* _TASK STATEMENT_
Copy the records below, starting with the line that contains "spot the man in" and continuing through the end of the records, and substitute "shrub" for each occurrence of "bush". Leave all else unchanged.

* _THE DATA_
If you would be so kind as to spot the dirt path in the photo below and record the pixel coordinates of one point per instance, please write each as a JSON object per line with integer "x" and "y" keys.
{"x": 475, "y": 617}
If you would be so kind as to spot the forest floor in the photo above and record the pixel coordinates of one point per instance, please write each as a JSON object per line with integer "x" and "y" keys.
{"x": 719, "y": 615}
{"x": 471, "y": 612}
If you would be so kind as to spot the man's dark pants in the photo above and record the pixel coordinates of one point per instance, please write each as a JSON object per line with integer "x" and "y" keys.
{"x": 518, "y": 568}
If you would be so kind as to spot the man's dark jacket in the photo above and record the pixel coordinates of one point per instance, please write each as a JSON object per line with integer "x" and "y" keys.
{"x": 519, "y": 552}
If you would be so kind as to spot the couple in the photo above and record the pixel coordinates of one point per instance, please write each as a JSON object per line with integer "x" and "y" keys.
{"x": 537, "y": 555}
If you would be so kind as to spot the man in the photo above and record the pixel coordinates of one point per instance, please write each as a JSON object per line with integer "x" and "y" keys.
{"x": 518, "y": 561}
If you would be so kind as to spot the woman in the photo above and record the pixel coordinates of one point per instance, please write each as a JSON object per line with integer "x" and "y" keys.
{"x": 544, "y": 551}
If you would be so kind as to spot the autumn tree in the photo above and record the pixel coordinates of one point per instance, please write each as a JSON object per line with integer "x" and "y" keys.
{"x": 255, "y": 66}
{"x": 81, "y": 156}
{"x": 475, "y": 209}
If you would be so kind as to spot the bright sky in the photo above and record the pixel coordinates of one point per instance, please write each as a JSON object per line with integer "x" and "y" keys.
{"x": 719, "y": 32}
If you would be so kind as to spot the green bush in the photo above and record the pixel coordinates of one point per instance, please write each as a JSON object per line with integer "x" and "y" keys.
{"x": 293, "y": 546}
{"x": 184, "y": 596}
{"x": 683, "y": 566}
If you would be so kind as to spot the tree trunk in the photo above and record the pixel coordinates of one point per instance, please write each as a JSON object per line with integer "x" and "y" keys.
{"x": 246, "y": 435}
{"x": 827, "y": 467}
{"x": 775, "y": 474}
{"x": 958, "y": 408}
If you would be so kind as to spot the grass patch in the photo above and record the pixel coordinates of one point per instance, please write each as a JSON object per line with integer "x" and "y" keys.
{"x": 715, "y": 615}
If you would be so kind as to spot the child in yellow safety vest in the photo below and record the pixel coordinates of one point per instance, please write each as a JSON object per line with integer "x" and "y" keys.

* _TASK ANSWER_
If you would be so kind as to spot the man in the photo above and record the pixel coordinates of one point per instance, please write each as a JSON object per line with integer "x" and "y" keys.
{"x": 518, "y": 561}
If you would be so kind as to spot the woman in the photo above and record the pixel coordinates of one point per instance, please write each as a JSON object per line with integer "x" and "y" keys.
{"x": 544, "y": 551}
If you would be so kind as to spot the autumn tree in the photo above and record the pixel coordinates of one point per instance, please write each as a JSON object per line with integer "x" and "y" keys.
{"x": 255, "y": 66}
{"x": 81, "y": 156}
{"x": 475, "y": 209}
If you would be so kind as to spot the bright sky in the photo above and record the pixel coordinates of one point per instance, please write each as a JSON object per line with integer "x" and "y" keys.
{"x": 719, "y": 32}
If you would be so kind as to spot the green shrub in the photo above and record the pixel coordinates of one point per instance, please write each as a JSON object per line with integer "x" and "y" keys.
{"x": 293, "y": 546}
{"x": 184, "y": 596}
{"x": 683, "y": 566}
If you would be so kind as to spot the tree trunk in the photo above and record the pixel coordinates of one point per instance, please write each as a JSON object per line with integer "x" and "y" keys.
{"x": 246, "y": 435}
{"x": 827, "y": 467}
{"x": 775, "y": 474}
{"x": 958, "y": 408}
If you would be so kind as to spot the grass patch in the photo above and record the pixel coordinates of one point per instance, please write each as a JSON object per line with integer "x" and "y" keys.
{"x": 715, "y": 615}
If you would be so kind as to spot the child in yellow safety vest in the photo below and record the pixel coordinates of one point per instance, please write each as a JSON object per line with integer "x" and "y" keys.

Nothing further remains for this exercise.